• [Your assignment]:
Pick up the study below on the HIF2α inhibitor PT2385 in glioblastoma and continue it from the point where it ends.

Attenuating hypoxia driven malignant behavior in glioblastoma with a novel hypoxia-inducible factor 2 alpha inhibitor

Abstract

Hypoxia inducible factor (HIFs) signaling contributes to malignant cell behavior in glioblastoma (GBM). We investigated a novel HIF2α inhibitor, PT2385, both in vitro, with low-passage patient-derived cell lines, and in vivo, using orthotopic models of glioblastoma. We focused on analysis of HIF2α expression in situ, cell survival/proliferation, and survival in brain tumor-bearing mice treated with PT2385 alone and in combination with standard of care chemoradiotherapy. HIF2α expression increased with glioma grade, with over half of GBM specimens HIF2α positive. Staining clustered in perivascular and perinecrotic tumor regions. Cellular phenotype including proliferation, viability, migration/invasion, and also gene expression were not altered after PT2385 treatment. In the animal model, PT2385 single-agent treatment did improve median overall survival compared to placebo (p = 0.04, n = 21) without a bioluminescence correlate (t = 0.67, p = 0.52). No difference in animal survival was seen in combination treatment with radiation (RT)/temozolomide (TMZ)/PT2385 (p = 0.44, n = 10) or mean tumor bioluminescence (t 1.13, p = 0.32). We conclude that HIF2α is a reasonable novel therapeutic target as expressed in the majority of glioblastomas in our cohort. PT2385 as a single-agent was efficacious in vivo, however, an increase in animal survival was not seen with PT2385 in combination with RT/TMZ. Further study for targeting HIF2α as a therapeutic approach in GBM is warranted.

Figure 1

(A) Immunohistochemistry on a paraffin embedded glioblastoma sample stained for HIF2α expression demonstrating perivascular staining with arrows indicating representative cells expressing HIF2α. (B) Kaplan Meier curve demonstrating higher abundance of HIF2α was associated with an increased hazard for mortality (HR: 2.8, 95% CI 1.00–7.98, log-rank p = 0.04).

Figure 2

Immunohistochemistry on paraffin embedded glioblastoma samples stained for HIF2α expression demonstrating the observation of both nuclear (black arrows) and cytoplasmic (white arrows) staining with the majority of staining observed to be cytoplasmic.

Figure 3

(A) Cell cycle analysis in glioma cells treated with either 10 μM PT2385 or vehicle in normoxic and hypoxic conditions for 72 h demonstrate no measurable difference between treatment groups. (B) Fluorescent microscopy of cell viability testing in renal cell carcinoma and glioma cells treated with either PT2385 or vehicle in hypoxic conditions with viable cells appearing green and dead cells appearing red demonstrate no visual difference between treatment groups, (C) Real-time PCR gene expression fold changes for hypoxia pathway HIF2α downstream genes were decreased after PT2385 treatment in the BTCOE 4536 cell line and unchanged in the BTCOE 4795 cell line.

• [Records]:
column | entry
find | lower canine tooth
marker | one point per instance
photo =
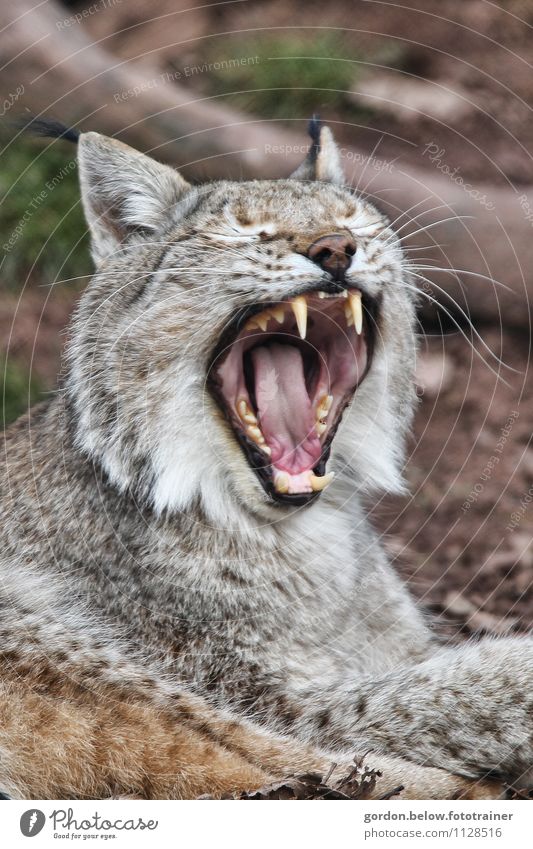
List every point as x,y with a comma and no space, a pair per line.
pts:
281,483
299,308
320,483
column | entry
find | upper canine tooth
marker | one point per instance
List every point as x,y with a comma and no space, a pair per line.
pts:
324,406
278,313
320,483
242,408
354,300
299,308
281,482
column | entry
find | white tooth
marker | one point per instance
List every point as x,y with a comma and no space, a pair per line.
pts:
320,483
324,406
279,314
262,320
354,299
281,482
299,308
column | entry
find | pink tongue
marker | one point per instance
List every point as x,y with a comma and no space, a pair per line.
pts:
284,408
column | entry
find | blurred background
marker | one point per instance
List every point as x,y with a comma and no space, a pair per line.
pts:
431,103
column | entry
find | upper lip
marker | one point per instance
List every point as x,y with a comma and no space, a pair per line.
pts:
264,317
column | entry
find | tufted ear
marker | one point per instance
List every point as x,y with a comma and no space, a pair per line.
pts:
323,162
123,192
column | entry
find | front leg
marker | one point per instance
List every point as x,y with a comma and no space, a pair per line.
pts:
467,710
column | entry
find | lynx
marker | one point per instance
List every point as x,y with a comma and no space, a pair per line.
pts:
193,599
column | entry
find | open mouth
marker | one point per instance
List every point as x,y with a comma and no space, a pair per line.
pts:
283,374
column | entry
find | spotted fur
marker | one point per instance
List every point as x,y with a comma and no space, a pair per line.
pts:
167,630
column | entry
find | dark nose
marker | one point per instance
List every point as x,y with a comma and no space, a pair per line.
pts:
333,253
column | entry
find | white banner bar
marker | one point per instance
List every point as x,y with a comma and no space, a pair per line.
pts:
269,825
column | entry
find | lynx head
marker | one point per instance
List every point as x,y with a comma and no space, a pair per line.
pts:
240,341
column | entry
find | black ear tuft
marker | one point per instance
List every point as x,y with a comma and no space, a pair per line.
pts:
49,128
313,128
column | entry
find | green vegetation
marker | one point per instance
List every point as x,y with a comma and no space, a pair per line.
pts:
19,390
42,226
290,76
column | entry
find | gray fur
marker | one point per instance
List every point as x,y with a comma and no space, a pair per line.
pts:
134,528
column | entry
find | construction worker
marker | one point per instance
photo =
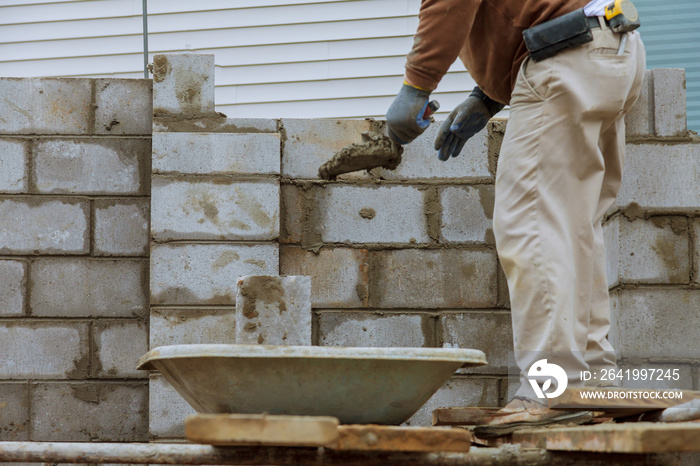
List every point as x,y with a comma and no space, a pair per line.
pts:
559,169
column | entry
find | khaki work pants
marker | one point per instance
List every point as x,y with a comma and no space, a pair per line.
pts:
559,171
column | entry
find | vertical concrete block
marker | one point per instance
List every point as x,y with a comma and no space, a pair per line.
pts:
33,225
362,329
661,176
695,236
13,166
89,288
13,287
200,210
458,391
449,278
419,160
98,166
123,106
611,234
273,310
167,410
339,276
14,412
121,227
217,153
654,251
192,326
44,350
45,105
206,273
183,84
664,376
467,214
118,347
669,102
639,122
387,214
658,323
88,411
486,331
310,143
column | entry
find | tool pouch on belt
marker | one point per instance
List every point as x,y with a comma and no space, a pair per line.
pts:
546,39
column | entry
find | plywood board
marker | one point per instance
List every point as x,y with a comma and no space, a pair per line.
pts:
463,416
632,437
260,429
620,401
390,438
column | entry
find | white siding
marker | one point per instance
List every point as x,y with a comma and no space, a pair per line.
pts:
274,58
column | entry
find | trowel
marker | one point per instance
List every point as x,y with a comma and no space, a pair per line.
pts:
375,150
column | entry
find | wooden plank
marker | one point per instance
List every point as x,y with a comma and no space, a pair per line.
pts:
619,401
261,429
633,437
391,438
463,416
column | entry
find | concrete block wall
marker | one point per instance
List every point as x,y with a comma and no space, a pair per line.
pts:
396,258
652,238
74,210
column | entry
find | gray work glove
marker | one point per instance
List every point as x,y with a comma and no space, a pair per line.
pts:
404,118
467,119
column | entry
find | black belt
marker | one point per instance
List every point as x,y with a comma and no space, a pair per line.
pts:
593,21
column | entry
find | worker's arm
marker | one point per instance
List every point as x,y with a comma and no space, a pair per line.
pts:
441,35
467,119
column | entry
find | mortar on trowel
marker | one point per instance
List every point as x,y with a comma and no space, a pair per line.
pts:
376,150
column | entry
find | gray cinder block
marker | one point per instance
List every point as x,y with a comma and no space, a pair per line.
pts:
273,310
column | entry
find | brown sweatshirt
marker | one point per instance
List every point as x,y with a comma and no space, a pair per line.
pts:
487,35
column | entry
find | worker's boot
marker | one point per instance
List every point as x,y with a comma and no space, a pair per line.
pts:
523,413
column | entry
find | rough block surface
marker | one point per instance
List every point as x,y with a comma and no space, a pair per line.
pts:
467,214
122,227
273,310
89,287
14,412
339,276
44,226
13,166
44,350
13,287
167,409
486,331
654,251
215,210
669,102
216,123
89,411
216,153
183,84
192,326
97,166
611,233
639,122
118,346
206,273
658,323
661,176
415,278
696,248
310,143
388,214
123,106
458,391
45,105
363,329
419,160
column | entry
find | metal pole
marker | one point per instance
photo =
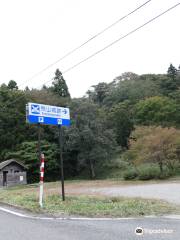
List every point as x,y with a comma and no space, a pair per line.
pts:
61,160
39,143
41,189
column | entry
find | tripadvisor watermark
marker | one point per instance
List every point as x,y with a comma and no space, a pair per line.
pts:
141,231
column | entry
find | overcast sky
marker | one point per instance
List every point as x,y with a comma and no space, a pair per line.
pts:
35,33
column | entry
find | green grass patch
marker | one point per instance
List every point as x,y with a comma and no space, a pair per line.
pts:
27,198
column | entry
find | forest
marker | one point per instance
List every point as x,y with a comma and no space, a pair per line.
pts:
128,128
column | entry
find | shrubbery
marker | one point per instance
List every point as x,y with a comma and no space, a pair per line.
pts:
146,172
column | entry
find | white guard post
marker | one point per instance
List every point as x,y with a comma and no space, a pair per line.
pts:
41,181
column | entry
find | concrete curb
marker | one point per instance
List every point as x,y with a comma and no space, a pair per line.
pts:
83,218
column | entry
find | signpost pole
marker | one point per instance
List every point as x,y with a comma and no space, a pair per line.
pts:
41,181
39,142
61,160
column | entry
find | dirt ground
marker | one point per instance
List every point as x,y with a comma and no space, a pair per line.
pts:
164,190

• [Expected answer]:
Figure 4

Original H&E histology of a glioblastoma sample stained for HIF2α using immunohistochemistry along with GFAP and Ki-67 (upper panels). Once this tumor was implanted into mice formation of tumors were verified with bioluminescence and grossly with corresponding histology using H&E, which demonstrated the model retained necrotic features and glioma markers including HIF2α, GFAP, and Ki-67 (lower panels).

Figure 5

(A) Experimental design for single agent (10 mg/kg PO BID PT2385 in 21 days on/7 days off cycles) studies (using model BTCOE 4795). (B) Kaplan Meier survival curve demonstrating animals receiving PT2385 survived longer than animals receiving placebo (p = 0.04). (C) Representative bioluminescent images of a cage receiving placebo treatment and a cage receiving PT2385 treatment after 14 weeks with more animals alive and smaller tumor burdens amongst PT2385 treated animals. (D) Graph of bioluminescent values during 16 weeks of consecutive imaging show similar signal intensities when treatment with vehicle is compared to PT2385 treated animals (t = 0.67, p = 0.52).

Figure 6

(A) Experimental design for chemoradiation (50 mg/kg PO qD TMZ during radiation followed by 5 days on/23 days off cycles) combined with PT2385 (10 mg/kg PO BID PT2385 in 21 days on/7 days off cycles) studies (using model BTCOE 4795). (B) Kaplan Meier survival curve demonstrating no significant difference in survival in animals treated with RT/TMZ/PT2385 versus RT/TMZ/Placebo (p = 0.44). (C) Representative bioluminescent images of a cage receiving placebo treatment and a cage receiving PT2385 treatment after 14 weeks with more animals alive and smaller tumor burdens amongst PT2385 treated animals. (D) Graph of bioluminescent values during 14 weeks of consecutive imaging demonstrate no significant difference between RT/TMZ/Placebo animals compared to RT/TMZ/PT2385 (t 1.13, p = 0.32).